── Text shown

This study found no statistically significant difference in wrist elbow joint function and forearm rotation function before and after surgery, which could be attributed to two factors. Firstly, the high elasticity of children’s ligaments may offer a compensatory mechanism to counteract the impact of ulnar shortening or radial head dislocation. A previous study suggests that for young children with radial head dislocation, ulnar radial fusion surgery can achieve good therapeutic effects[14]. Secondly, some deformities in children require a certain time for obvious functional impairment to occur, such as non-union of humeral lateral condyle fractures and Monteggia fractures. Thus, their symptoms and functional limitations could remain unnoticed in the early stages, and may become evident several years later, when obvious functional impairment begins to appear. The proactive treatment of all cases in this study could explain the absence of notable limitations in joint mobility. In clinical practice, although no significant limitations were found in the range of motion of the joints among the affected children, some children, especially those with radial head dislocation, showed significant differences in strength and endurance during heavy load exercises compared to their healthy counterparts. However, it is difficult to get young children to cooperate with complex motor function tests, and simple muscle strength rating systems may not accurately reflect the impact on function. In addition, comparisons with the healthy side are not feasible in children with bilateral conditions. Hence, this study did not further investigate the impact of ulnar shortening on complex motor functions.

────

## Work required
Continue the passage above about forearm function after surgery for ulnar shortening in children, starting after its final sentence.

── Given data

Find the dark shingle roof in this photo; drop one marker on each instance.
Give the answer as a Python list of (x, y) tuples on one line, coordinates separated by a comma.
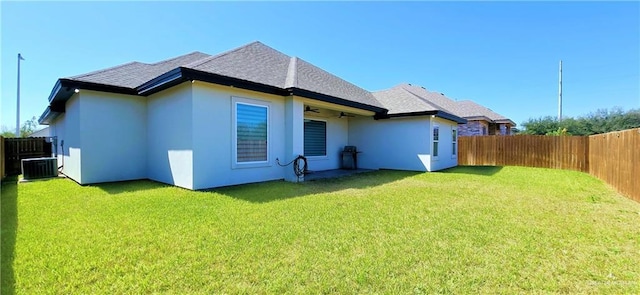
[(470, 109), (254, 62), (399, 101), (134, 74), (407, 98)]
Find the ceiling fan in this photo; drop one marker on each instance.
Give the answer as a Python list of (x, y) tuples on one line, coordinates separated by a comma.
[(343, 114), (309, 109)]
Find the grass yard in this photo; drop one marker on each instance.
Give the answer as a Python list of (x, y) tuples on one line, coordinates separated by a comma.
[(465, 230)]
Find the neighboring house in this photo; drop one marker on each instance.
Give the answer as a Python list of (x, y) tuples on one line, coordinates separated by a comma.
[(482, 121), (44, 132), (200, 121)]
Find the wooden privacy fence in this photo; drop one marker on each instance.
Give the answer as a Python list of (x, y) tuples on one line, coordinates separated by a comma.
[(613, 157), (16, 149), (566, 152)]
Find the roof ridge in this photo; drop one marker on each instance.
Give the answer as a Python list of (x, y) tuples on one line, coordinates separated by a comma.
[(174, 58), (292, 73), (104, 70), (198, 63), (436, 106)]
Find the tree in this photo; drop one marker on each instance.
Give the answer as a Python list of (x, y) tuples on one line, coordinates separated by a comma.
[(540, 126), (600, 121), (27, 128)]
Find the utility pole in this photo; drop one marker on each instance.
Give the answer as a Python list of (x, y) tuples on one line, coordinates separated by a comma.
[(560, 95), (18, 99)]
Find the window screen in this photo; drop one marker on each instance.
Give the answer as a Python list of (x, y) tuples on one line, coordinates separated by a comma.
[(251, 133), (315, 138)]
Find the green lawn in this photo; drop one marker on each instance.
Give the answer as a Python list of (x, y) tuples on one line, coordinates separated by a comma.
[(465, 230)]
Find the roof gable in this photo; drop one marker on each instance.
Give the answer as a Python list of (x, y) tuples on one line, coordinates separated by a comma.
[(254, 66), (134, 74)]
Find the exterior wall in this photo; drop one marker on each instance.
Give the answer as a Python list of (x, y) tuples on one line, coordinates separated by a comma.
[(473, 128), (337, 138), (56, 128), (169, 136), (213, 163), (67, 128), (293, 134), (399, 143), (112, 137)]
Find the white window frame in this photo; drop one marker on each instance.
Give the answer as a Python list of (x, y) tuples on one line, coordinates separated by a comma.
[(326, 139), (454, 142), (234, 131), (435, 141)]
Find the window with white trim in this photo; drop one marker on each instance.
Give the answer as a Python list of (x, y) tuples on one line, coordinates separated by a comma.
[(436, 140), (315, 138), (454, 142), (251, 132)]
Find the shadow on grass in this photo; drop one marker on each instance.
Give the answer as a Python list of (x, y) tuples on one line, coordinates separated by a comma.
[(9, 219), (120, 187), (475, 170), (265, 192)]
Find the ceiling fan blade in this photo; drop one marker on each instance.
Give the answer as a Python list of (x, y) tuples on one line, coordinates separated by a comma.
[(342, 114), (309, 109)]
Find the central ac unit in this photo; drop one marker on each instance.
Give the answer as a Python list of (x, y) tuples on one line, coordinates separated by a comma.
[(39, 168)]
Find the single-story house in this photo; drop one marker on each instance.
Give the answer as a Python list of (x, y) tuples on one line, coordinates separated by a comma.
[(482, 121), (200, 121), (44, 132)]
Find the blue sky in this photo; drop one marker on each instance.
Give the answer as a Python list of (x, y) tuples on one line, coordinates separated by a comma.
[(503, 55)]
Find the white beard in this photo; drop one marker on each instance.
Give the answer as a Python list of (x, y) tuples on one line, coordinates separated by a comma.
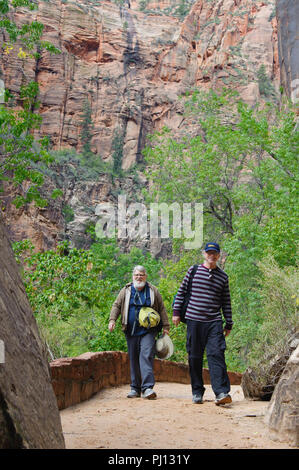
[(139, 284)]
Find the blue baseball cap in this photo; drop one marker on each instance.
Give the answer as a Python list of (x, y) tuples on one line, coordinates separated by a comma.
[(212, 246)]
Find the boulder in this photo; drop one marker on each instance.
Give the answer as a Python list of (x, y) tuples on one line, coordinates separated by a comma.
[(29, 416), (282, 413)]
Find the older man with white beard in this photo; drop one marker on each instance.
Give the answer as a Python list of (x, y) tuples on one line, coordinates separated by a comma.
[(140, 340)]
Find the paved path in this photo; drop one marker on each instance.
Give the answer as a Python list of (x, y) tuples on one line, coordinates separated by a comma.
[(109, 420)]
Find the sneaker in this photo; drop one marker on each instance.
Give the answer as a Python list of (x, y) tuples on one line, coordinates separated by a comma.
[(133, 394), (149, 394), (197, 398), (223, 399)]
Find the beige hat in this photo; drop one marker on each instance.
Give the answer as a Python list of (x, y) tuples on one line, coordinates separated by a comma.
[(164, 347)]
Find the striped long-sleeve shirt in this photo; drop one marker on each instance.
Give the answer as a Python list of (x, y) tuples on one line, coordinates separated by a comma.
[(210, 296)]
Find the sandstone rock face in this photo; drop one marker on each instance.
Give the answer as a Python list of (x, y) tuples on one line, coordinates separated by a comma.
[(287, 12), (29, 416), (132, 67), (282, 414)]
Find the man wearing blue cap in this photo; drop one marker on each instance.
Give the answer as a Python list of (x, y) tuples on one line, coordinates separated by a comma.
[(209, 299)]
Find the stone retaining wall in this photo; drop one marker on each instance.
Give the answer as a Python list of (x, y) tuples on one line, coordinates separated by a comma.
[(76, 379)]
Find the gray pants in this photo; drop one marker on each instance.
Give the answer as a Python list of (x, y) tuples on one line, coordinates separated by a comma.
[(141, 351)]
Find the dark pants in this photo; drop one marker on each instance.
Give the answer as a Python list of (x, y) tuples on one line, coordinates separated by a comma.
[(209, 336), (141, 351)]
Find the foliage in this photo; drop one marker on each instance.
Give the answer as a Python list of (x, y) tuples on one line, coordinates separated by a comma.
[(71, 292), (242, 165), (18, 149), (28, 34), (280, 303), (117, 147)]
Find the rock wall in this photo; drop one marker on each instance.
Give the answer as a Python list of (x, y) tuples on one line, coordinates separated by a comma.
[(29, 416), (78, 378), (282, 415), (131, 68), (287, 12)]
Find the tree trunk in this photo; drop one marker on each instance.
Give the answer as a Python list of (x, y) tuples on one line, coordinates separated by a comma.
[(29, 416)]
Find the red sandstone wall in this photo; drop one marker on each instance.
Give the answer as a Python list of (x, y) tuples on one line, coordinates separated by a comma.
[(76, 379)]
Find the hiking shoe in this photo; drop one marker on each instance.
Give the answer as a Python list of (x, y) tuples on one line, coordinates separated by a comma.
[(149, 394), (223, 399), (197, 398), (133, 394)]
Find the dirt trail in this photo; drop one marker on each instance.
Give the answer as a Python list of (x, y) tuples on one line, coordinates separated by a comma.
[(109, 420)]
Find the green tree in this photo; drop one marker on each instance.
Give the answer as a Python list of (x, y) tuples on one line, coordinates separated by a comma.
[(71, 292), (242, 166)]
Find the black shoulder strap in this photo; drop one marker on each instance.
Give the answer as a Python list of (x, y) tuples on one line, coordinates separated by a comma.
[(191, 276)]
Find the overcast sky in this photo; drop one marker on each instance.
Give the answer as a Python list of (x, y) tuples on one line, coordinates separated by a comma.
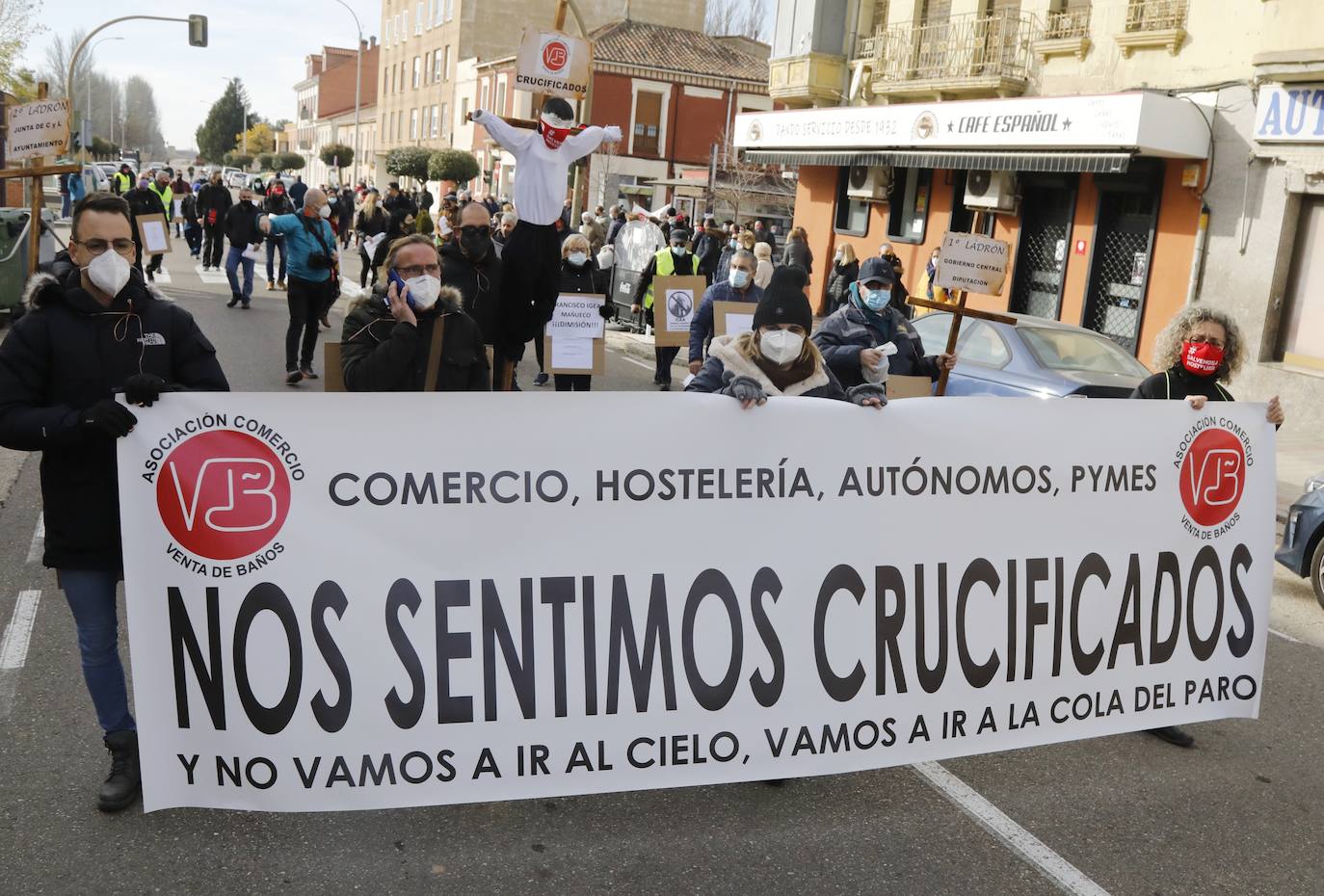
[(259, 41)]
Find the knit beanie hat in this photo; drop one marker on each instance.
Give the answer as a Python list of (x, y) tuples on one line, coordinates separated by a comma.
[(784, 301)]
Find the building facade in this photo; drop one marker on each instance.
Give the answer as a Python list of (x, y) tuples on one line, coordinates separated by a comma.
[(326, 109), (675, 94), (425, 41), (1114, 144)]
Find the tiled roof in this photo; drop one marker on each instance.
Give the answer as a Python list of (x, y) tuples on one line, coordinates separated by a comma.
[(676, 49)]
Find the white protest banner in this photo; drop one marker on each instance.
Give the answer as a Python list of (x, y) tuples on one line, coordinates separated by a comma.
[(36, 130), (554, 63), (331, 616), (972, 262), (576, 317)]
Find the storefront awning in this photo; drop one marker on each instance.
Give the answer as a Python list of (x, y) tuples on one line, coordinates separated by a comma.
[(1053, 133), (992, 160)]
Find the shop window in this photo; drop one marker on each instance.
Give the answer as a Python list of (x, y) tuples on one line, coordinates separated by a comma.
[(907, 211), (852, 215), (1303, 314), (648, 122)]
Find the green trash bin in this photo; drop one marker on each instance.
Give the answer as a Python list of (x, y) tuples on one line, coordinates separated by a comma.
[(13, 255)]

────

## Written response
Studies have shown that ulnar growth restriction may still occur even after the resection of ulnar lesions[15], suggesting that multiple ulnar extensions may sometimes be required. Another study suggested that if there are no serious symptoms, surgical treatment can be considered after the individual has reached skeletal maturity[16]. This perspective is not contradictory to the findings of the current study, which observed a deceleration in the length discrepancy between the displaced radius and ulna after resection of lesions, but no accelerated growth of the ulna. While this study did not record any further shortening of the ulna leading to radial head dislocation or cubitus varus, the lack of follow-up into adulthood indicates that it is currently not possible to conclude that a single surgery alone can prevent the progression of deformities. This study only indicates that the resection of ulnar osteochondromas has a positive effect on preventing further ulnar shortening, and in cases of obvious ulnar shortening, ulnar lengthening surgeries can effectively correct deformities.